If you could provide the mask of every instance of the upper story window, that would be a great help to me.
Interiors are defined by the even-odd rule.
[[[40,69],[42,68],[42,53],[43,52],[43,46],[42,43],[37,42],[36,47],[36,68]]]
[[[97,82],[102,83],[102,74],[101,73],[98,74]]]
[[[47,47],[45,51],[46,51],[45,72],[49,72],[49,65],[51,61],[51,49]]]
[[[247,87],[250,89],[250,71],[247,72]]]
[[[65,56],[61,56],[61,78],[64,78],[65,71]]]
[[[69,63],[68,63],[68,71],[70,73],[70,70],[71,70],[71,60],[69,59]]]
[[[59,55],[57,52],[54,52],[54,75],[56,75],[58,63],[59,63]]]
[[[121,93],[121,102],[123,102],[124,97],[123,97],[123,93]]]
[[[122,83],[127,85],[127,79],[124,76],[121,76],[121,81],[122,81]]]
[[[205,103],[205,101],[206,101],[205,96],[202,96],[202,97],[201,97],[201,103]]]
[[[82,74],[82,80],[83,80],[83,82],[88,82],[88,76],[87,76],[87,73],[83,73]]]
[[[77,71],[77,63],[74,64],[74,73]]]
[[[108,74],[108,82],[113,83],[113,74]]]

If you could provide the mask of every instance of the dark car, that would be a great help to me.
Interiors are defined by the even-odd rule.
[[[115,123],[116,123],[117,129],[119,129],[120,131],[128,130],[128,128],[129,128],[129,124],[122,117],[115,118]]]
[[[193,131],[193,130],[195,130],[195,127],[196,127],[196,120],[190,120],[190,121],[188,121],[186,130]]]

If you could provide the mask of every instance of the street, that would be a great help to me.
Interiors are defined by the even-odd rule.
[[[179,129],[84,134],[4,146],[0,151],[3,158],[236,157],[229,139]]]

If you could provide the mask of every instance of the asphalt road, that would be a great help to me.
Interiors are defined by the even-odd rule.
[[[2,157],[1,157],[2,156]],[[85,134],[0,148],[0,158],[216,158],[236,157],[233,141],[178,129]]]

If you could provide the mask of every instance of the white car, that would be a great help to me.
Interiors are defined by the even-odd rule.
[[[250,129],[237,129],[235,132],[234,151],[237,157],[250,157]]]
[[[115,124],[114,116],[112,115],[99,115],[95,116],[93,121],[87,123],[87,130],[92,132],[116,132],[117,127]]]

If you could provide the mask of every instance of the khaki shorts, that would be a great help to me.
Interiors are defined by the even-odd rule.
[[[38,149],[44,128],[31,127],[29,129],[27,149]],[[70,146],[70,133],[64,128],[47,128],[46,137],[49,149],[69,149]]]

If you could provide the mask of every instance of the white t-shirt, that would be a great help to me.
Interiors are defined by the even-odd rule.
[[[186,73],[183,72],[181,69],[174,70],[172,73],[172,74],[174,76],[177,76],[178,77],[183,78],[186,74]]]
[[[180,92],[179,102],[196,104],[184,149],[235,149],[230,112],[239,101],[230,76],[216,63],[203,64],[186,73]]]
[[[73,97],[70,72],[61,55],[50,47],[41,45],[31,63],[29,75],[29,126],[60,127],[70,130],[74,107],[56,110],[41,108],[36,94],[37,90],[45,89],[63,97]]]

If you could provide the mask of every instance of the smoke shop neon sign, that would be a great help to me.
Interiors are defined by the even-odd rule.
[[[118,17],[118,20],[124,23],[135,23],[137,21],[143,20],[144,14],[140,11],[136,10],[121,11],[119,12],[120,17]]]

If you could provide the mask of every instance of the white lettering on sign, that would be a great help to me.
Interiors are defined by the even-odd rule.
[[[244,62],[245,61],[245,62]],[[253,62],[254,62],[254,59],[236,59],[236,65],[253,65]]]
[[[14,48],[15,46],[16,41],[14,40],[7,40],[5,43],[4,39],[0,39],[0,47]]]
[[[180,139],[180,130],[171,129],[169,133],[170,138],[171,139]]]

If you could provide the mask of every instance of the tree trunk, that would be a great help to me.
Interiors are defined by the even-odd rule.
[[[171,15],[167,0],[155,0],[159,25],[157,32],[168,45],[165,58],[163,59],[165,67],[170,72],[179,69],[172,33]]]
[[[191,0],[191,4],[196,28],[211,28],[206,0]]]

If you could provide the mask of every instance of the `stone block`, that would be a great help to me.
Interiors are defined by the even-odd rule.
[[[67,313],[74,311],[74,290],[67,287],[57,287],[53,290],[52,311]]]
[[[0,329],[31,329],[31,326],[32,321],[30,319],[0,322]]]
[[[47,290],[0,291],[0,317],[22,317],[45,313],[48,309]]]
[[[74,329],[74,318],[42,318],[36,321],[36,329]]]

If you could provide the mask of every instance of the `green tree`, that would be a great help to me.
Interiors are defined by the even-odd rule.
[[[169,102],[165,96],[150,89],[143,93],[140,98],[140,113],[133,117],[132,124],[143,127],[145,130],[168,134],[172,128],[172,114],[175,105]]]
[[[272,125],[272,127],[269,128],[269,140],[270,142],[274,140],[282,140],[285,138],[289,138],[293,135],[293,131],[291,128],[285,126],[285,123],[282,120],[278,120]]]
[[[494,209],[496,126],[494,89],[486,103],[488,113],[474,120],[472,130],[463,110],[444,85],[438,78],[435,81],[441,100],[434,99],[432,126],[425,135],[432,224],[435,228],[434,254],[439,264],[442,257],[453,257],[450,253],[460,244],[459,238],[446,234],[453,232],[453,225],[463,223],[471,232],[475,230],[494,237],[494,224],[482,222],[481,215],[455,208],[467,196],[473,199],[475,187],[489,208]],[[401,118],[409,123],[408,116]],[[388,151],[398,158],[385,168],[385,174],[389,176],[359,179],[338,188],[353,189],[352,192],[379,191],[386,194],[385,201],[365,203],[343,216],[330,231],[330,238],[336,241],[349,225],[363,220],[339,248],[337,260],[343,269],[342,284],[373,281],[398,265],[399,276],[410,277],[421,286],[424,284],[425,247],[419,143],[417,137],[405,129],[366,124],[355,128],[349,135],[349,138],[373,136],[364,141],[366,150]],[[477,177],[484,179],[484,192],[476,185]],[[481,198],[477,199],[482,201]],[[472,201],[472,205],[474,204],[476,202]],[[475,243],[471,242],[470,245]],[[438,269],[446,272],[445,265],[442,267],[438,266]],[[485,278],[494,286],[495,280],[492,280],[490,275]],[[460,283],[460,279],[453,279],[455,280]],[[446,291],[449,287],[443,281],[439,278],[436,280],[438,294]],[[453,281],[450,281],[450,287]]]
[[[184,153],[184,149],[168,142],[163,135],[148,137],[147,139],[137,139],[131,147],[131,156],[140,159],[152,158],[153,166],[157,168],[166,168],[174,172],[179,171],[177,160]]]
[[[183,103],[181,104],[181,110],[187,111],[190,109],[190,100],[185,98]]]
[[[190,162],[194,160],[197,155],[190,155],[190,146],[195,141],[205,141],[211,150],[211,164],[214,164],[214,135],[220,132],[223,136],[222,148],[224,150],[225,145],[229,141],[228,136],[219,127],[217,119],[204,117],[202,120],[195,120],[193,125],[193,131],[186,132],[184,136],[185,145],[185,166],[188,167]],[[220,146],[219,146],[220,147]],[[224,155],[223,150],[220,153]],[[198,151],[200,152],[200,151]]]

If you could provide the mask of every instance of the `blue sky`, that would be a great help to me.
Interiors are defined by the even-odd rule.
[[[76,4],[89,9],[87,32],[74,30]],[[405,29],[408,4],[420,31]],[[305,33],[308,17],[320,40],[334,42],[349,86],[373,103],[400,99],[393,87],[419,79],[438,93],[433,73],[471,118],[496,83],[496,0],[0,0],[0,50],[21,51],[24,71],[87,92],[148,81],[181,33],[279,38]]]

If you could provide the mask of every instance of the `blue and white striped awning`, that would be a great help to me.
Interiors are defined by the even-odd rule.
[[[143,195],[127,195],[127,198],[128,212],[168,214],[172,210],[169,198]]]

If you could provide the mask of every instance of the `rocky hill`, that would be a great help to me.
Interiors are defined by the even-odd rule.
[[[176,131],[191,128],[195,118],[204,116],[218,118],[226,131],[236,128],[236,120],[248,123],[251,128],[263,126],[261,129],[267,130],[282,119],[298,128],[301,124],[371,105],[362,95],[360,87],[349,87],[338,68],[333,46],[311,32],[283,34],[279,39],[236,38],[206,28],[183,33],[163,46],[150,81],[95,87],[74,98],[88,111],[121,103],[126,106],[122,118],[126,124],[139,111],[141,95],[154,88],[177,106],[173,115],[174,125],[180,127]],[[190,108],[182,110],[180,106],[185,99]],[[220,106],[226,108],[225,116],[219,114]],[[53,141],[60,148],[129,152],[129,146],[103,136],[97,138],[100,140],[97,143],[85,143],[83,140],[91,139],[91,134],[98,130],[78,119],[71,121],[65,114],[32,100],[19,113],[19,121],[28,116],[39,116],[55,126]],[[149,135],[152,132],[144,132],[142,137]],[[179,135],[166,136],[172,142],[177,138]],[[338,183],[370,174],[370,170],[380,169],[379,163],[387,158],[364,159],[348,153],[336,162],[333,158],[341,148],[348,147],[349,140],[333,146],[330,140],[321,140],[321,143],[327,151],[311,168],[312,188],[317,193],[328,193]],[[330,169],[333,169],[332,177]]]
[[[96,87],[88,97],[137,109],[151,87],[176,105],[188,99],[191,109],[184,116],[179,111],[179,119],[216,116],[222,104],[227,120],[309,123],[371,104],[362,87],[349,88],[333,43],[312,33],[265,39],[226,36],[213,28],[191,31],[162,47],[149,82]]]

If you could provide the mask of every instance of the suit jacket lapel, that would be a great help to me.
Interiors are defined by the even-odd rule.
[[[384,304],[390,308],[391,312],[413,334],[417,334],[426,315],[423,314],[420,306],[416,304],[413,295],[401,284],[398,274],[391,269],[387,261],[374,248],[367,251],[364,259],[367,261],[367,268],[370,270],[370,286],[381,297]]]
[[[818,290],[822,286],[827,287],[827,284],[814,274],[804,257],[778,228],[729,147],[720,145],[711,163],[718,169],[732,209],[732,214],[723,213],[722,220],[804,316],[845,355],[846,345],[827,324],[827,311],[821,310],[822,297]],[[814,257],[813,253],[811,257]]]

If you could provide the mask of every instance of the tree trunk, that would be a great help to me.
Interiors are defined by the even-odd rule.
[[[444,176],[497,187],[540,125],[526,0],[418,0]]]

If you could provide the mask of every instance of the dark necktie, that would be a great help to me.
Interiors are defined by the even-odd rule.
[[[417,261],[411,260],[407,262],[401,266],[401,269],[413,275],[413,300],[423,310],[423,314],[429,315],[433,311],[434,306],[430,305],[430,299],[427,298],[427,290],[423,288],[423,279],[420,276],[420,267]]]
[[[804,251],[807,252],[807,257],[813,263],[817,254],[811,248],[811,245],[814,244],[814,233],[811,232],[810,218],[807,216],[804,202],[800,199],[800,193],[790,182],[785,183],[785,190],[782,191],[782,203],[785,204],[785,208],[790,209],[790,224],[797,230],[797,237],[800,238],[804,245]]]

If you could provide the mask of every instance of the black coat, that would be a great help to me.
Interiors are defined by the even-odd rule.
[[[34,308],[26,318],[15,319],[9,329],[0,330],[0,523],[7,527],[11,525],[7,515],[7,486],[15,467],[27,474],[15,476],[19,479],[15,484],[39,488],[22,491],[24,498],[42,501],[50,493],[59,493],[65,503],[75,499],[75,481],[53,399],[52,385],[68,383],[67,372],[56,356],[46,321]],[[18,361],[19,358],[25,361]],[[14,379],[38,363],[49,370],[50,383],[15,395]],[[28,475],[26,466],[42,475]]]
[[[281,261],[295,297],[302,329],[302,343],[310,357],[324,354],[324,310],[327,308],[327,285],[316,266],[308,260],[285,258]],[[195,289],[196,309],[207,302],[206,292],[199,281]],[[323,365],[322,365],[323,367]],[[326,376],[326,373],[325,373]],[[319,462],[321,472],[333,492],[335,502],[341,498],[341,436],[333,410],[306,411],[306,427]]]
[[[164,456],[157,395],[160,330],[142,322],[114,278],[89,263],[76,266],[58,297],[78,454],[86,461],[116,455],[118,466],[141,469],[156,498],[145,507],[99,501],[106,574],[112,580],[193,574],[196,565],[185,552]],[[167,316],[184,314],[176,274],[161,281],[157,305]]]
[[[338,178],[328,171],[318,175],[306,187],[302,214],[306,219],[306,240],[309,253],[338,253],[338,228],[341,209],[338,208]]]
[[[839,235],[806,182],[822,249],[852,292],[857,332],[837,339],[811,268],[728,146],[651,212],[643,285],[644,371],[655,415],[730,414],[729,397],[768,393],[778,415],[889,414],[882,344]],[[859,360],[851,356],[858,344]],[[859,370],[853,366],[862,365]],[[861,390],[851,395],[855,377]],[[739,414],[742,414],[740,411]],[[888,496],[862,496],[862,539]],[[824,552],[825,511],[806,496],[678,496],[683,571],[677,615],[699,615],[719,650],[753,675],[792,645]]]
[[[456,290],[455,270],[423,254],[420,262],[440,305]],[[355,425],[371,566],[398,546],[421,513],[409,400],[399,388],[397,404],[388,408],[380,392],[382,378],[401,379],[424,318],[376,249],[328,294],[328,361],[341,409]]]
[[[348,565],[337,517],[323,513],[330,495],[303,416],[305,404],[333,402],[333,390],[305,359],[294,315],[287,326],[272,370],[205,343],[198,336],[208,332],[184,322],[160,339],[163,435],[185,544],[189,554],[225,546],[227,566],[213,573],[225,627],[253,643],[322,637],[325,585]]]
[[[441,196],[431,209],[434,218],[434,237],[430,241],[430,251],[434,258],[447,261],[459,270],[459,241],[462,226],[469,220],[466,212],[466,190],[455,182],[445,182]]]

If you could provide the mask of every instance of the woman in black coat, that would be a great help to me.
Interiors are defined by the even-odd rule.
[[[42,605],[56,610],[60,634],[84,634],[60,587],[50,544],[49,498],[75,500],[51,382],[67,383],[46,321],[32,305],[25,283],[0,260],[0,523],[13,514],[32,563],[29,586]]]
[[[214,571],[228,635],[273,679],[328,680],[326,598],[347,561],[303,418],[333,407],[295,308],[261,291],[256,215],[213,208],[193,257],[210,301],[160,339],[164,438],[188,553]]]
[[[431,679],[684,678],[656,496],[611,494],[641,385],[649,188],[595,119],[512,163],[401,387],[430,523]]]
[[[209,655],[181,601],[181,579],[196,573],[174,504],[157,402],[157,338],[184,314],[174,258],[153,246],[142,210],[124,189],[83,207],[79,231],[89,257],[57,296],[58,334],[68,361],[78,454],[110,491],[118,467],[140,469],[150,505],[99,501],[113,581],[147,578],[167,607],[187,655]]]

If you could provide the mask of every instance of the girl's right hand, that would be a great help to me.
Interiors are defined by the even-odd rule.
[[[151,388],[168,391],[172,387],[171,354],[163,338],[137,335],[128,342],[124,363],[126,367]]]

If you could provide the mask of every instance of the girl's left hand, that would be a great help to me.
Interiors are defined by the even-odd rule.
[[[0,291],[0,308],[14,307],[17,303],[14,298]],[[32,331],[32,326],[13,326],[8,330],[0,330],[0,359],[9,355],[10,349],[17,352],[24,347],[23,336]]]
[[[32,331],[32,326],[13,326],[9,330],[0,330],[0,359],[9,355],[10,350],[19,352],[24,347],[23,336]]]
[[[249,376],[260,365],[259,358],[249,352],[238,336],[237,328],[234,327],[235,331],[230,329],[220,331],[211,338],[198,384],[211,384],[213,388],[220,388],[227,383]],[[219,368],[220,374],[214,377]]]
==============================
# YOUR INSTRUCTIONS
Pull out each line from the rows above that contains the string "sign", and copy those lines. Case counts.

# ANSWER TO THIS EXERCISE
If you could provide the mask of every instance of the smoke shop neon sign, that would be a great help to me.
If you could provide the mask of every instance of the white lettering on sign, that would be a great help to me.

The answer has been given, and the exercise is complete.